Listed records:
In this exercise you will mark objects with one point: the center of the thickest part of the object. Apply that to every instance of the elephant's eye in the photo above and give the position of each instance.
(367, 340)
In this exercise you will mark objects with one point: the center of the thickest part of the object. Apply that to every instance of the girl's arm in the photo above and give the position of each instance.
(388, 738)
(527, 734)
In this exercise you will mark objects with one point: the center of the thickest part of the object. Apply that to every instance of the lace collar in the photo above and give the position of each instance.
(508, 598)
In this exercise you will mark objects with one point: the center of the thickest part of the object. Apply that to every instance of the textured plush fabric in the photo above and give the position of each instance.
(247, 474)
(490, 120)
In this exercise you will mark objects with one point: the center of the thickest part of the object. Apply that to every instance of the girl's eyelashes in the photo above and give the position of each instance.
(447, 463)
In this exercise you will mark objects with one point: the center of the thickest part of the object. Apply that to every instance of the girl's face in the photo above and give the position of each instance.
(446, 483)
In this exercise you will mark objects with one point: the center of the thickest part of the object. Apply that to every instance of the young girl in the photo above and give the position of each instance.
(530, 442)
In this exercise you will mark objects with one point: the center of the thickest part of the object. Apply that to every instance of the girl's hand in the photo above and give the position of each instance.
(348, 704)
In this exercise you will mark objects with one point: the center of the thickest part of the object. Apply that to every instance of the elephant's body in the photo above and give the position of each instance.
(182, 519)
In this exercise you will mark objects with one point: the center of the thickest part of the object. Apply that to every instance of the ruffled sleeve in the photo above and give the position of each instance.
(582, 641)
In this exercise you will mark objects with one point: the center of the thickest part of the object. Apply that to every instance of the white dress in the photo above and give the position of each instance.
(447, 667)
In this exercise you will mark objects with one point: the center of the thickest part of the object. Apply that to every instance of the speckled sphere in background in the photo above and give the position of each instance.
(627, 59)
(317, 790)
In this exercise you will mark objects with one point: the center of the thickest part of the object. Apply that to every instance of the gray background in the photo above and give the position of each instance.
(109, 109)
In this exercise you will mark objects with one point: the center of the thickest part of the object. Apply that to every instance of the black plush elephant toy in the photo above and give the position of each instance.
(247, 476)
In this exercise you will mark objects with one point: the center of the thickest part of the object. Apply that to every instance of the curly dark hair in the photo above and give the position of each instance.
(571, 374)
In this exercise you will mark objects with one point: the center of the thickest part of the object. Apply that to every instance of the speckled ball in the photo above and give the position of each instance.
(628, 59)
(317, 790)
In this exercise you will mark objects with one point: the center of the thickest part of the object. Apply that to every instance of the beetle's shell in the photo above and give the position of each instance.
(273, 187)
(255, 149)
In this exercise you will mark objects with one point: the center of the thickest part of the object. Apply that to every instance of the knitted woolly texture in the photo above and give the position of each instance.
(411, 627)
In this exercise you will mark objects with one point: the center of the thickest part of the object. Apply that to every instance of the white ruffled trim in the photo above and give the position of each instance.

Written problem:
Write out the material from the first line to the last, exactly.

Task result:
In this exercise you will mark objects with one point: the center of the thickest part of the object. Apply that to every instance of the elephant's eye in the photo above and give the position of each instance.
(367, 340)
In this exercise you will mark objects with one point: the center of the thickest part of the object. Apply that to every instance of the girl's arm in the photo above and give the position of each instance.
(388, 738)
(527, 734)
In this exercise you will mark objects with one point: the center of the thickest part of the object. Apply that to every instance of the lace collar in the photo above and give the position of each instance.
(508, 598)
In this exercise you will mark objects with one point: the center of the thickest part of the object. Apply that to every instance of the textured plush fabric in the photo above and give the position of each instance.
(247, 474)
(490, 120)
In this exercise you will mark objects with one point: the center of the thickest part of the object. Apply that to every instance of the girl's eyelashes in the photo above and give the position of each instance.
(447, 463)
In this exercise you will mark objects with one point: the center of the thickest part of the object. Apply that to every instance of the girl's face in the photo above and give the position of each instance.
(446, 483)
In this exercise you will mark objects with one point: the center of the thickest part of the object. Apply that to every instance of the young girl in the photo above and give the position of each instance.
(530, 442)
In this exercise you will mark objects with one point: the center of the thickest part of the object. Apply that to every instance of the girl's hand in the photo above and give the position of each instance.
(348, 704)
In this exercise you will mark objects with one point: the center of the thickest part of the object. Apply that to every instance of the elephant's body in the photo above and give the position of each instance.
(182, 519)
In this exercise you will mark objects with one point: the center of the thickest part of the object. Apply that to every instance of the ruffled sleeve in the photo above and give the position of each instance.
(582, 641)
In this exercise you will mark objects with one point: the center of the thickest part of the object. Apply that to every instance of the white dress in the photo above and give the position of each instance.
(447, 667)
In this exercise you will mark objects with one point: the center of the thickest part of the object. Apply that to every instance of the speckled sphere in background in the photo above and give the position of each instance.
(627, 59)
(317, 790)
In this exercise you will mark objects with one point: the center of the thickest part of the object. Apply that to every instance of the gray background in the photo above and give the position of each instance.
(109, 109)
In this exercise you will mark objects with one point: the center of the thickest part of the object. Apply that to every instance of the black plush elephant toy in the photo above and give the position of each instance.
(247, 476)
In this exercise you will mark objects with one point: the center of the thickest part of the object. Apply that to every instance of the curly dark hair in the photo above and give the position of each instance.
(571, 374)
In this exercise you will mark objects with one point: the center of the thickest part of the object. Apply that to every instance of the speckled ball in the photo above and give the position of each instance.
(628, 59)
(317, 790)
In this exercise you will mark objects with one point: the center of the thickest part of the object. Apply that to every instance of the beetle's shell in the photo above and give the position of each instance.
(273, 187)
(255, 149)
In this exercise you will mark objects with one point: the center of the thickest part of the object. Apply that to every instance of the knitted woolly texture in the photo above and give the position of each instance.
(411, 627)
In this exercise you will mark objects with one point: the center of the thickest part of the object. Apply that to every instance of the white ruffled trim in the photo above and give the position of each instance.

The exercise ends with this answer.